TASK TO COMPLETE: Copy the rows below word for word, from the first line through the line that contains "[0,127,46,216]".

Bounding-box records:
........

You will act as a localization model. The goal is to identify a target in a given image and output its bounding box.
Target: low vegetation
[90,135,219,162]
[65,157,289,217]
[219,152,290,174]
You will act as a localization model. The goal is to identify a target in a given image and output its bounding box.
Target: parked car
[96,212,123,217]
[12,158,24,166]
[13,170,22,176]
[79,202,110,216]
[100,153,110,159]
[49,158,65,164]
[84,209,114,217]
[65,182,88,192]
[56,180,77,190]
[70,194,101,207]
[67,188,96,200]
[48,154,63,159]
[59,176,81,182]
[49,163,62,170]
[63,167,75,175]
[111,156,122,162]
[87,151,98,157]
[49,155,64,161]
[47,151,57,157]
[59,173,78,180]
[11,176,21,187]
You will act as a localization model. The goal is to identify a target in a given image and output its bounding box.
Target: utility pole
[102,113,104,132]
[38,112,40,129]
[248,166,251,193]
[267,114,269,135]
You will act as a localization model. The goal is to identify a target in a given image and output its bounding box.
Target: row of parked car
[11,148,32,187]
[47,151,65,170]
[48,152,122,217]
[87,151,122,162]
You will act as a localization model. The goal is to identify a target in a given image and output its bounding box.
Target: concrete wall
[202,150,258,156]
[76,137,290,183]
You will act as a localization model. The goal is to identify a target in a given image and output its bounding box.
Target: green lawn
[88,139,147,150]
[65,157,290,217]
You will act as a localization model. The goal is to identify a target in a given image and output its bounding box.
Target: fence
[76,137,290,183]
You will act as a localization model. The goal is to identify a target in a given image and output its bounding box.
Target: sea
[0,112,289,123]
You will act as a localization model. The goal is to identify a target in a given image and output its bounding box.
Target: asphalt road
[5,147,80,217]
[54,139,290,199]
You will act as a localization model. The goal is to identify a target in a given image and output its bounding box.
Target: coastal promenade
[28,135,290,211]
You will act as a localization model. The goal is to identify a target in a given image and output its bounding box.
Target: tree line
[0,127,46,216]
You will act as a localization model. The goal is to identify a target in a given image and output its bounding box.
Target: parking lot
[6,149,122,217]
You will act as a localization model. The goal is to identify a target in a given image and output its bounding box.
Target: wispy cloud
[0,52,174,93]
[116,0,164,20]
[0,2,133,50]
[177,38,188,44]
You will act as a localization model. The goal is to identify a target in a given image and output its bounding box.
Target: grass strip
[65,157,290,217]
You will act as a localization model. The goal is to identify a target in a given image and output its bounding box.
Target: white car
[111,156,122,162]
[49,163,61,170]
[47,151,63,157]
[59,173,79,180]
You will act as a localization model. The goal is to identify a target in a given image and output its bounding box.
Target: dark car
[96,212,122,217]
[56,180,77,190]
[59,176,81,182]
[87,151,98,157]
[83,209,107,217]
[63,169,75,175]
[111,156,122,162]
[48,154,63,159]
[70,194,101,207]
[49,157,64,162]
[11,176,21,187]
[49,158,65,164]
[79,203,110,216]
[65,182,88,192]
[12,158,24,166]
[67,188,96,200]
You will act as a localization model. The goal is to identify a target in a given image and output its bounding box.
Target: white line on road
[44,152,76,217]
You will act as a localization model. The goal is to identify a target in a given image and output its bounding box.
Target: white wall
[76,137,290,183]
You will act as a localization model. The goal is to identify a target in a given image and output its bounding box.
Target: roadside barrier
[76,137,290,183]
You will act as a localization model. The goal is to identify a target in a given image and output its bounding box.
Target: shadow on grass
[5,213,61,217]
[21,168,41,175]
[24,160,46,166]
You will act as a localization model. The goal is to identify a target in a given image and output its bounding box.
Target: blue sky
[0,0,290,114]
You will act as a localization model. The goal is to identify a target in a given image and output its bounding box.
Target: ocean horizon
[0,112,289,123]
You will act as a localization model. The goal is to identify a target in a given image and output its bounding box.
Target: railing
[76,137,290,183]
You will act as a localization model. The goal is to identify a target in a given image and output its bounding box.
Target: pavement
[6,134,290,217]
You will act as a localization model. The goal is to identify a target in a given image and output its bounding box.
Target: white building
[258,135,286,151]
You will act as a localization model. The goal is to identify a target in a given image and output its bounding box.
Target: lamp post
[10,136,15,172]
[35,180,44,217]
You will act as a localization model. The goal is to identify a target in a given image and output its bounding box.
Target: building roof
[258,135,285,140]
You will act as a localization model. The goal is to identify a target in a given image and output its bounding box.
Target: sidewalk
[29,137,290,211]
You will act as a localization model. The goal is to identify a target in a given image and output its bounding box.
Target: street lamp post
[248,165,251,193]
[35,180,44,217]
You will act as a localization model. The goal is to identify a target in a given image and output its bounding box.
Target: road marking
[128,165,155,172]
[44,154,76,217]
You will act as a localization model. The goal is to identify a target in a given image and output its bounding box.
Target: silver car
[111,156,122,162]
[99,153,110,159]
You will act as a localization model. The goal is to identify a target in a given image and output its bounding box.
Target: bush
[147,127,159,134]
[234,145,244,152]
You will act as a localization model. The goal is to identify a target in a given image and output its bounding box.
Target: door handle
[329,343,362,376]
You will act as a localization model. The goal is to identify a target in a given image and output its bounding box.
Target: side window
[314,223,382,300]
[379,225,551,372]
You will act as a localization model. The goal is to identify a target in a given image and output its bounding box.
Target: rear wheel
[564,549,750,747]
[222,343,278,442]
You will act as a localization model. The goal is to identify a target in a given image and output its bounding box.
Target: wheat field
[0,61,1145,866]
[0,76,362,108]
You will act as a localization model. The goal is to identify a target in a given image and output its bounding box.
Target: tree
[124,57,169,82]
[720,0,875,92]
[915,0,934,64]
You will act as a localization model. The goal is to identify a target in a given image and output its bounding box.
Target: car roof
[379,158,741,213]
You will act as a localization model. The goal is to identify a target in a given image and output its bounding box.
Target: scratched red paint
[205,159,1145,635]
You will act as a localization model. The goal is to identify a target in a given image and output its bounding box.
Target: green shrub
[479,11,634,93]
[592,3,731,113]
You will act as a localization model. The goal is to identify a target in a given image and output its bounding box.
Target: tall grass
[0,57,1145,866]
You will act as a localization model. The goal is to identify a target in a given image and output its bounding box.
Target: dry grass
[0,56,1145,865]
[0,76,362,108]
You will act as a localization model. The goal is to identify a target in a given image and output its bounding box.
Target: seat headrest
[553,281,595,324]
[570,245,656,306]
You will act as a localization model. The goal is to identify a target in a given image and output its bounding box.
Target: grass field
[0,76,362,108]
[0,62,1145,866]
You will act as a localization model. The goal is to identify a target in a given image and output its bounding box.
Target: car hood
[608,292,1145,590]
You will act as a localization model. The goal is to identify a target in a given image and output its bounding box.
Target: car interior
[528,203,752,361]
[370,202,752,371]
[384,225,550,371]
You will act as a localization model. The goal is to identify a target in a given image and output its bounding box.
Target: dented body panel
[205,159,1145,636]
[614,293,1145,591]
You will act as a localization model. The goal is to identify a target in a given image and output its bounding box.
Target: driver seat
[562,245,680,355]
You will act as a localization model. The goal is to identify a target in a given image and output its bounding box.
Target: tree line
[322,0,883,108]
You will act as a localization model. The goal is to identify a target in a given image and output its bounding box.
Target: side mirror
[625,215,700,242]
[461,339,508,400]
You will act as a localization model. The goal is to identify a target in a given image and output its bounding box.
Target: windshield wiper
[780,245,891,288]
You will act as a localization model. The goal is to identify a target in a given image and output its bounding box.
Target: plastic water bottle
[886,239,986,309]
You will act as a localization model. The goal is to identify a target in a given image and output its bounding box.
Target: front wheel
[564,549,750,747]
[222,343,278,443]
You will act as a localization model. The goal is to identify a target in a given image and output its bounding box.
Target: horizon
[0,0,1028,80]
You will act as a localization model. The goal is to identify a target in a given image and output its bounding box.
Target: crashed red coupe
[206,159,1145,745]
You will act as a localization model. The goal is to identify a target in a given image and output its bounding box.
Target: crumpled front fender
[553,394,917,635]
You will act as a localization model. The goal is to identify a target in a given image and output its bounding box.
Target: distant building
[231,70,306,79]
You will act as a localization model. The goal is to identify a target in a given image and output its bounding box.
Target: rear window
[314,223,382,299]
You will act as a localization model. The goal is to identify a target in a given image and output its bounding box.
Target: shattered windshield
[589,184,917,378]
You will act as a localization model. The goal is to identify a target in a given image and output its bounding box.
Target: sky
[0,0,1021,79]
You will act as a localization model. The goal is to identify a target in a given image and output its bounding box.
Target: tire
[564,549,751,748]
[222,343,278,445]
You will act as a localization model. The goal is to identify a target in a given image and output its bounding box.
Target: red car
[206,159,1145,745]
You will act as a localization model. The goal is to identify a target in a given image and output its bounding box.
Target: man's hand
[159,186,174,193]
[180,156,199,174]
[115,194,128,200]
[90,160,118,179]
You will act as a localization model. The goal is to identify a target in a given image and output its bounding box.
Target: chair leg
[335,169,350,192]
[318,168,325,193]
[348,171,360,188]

........

TASK ANSWER:
You will act as a localization model. The goal is to identify a target in a given image and output its bounding box.
Target: low vegetation
[90,135,219,162]
[65,157,289,217]
[219,152,290,174]
You will act as a localization model. The goal is to identify a target in a given image and output its bounding box.
Target: parked car
[96,212,123,217]
[12,158,24,166]
[13,170,22,176]
[79,202,110,216]
[100,153,110,159]
[49,158,65,164]
[84,209,114,217]
[65,182,88,192]
[56,180,77,190]
[70,194,101,207]
[67,188,96,200]
[48,154,63,159]
[59,176,81,182]
[49,163,62,170]
[63,167,75,175]
[111,156,122,162]
[87,151,98,157]
[49,155,64,161]
[47,151,57,157]
[59,173,78,180]
[11,176,21,187]
You will act as a localization model. The goal is to identify a target in a given image and output its bounding box.
Target: utility pole
[102,113,104,132]
[38,112,40,129]
[248,166,251,193]
[267,114,269,135]
You will act as a localization model. The goal is to identify a target in a given image and output its bounding box.
Target: row of parked car
[11,148,32,187]
[47,151,65,170]
[48,152,122,217]
[87,151,122,162]
You will act as a localization model. The goal is to identify a target in a given image and output its bounding box.
Target: concrete wall
[202,150,258,156]
[76,137,290,183]
You will act as a localization model. The goal is to identify a target in a given image and output its bounding box.
Target: green lawn
[88,139,147,150]
[65,157,290,217]
You will act as a localization model. The goal is to identify a target in a given image and output its bounding box.
Target: fence
[76,137,290,183]
You will act as a localization model. The goal is to identify a target in a given image and output its bounding box.
Target: sea
[0,112,289,123]
You will act as a localization model. The goal is to identify a target in a given image and output its bounding box.
Target: asphalt road
[5,147,80,217]
[54,139,290,199]
You will act as a localization model. The goal is to identify a target in a given image and output its bounding box.
Target: coastal promenade
[28,135,290,211]
You will act as a localization model. The goal is to identify a target in a given image and output its bounding box.
Target: tree line
[0,127,46,216]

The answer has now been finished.